Utilizando as informações
1 – No texto sobre a imagem do cientista, a qual universidade está vinculada a física Marcia Barbosa?
2 – Prolongue o texto sobre a imagem do cientista a partir de sua última frase.

Texto fornecido
* * * * *

Para a física Marcia Barbosa, da Universidade Federal do Rio Grande do Sul (UFRGS), a ideia de um talento inato está associada a uma imagem ultrapassada do cientista, que, contudo, ainda se faz viva nos dias atuais. “Figuras como as de Newton, Einstein e Galileu, dentre tantos outros, ganharam o imaginário popular, que relaciona a genialidade e o brilhantismo a esses homens.” No entanto, diz ela, essa imagem tende a perder força ao longo do século XXI. “Para fazer ciência hoje, é preciso mais a união de talentos do que a genialidade de uma pessoa só. A pesquisa é mais colaborativa e por isso casos como o de Einstein serão mais raros daqui para frente”, diz a pesquisadora, para quem, no caso da comunidade científica no Brasil, a crença no talento inato é um fator menos importante para explicar a baixa representação das mulheres em alguns setores.

* * * * *

Extrato de dados
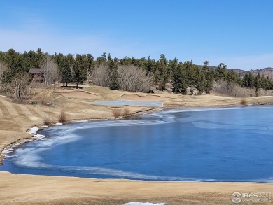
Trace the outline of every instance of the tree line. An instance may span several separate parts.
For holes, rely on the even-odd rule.
[[[45,85],[60,82],[63,86],[74,83],[78,87],[88,82],[112,90],[148,92],[155,87],[158,90],[172,89],[174,93],[186,94],[188,89],[191,93],[193,89],[198,94],[209,93],[214,82],[224,80],[227,86],[236,84],[255,88],[257,92],[261,88],[273,90],[270,78],[248,72],[241,76],[223,63],[212,68],[209,61],[200,66],[192,61],[179,62],[177,58],[167,60],[164,54],[157,61],[150,57],[112,58],[105,52],[96,59],[91,54],[50,55],[39,48],[24,53],[13,49],[0,52],[0,92],[14,92],[15,98],[23,97],[27,86],[22,85],[31,83],[31,68],[43,69]]]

* * * * *

Respostas às tarefas
1 – À Universidade Federal do Rio Grande do Sul (UFRGS).

2 –
Marcia Barbosa é uma das autoras de um estudo que avaliou a participação feminina na ciência brasileira. O trabalho, publicado no livro Trabalhadoras: análise da feminização das profissões e ocupações, de 2013, avaliou bolsistas de Produtividade em Pesquisa no Brasil do Conselho Nacional de Desenvolvimento Científico e Tecnológico (CNPq) entre 2001 e 2011, nas áreas de física e medicina. A pesquisa mostra que mesmo no caso da medicina, em que o percentual de mulheres chega a quase 40% no nível 2 – o mais básico –, à medida que se sobe na carreira essa taxa diminui e chega a 20% no nível 1A, que é dado a pesquisadores mais experientes na classificação do CNPq. Na física, os números são piores (ver gráfico). Embora as mulheres sejam maioria entre os discentes nas universidades brasileiras e já representem cerca de 50% dos docentes nas instituições públicas, segundo dados do Censo da Educação Superior de 2010, o estudo mostra que o acesso delas aos níveis mais altos da pesquisa ainda é restrito.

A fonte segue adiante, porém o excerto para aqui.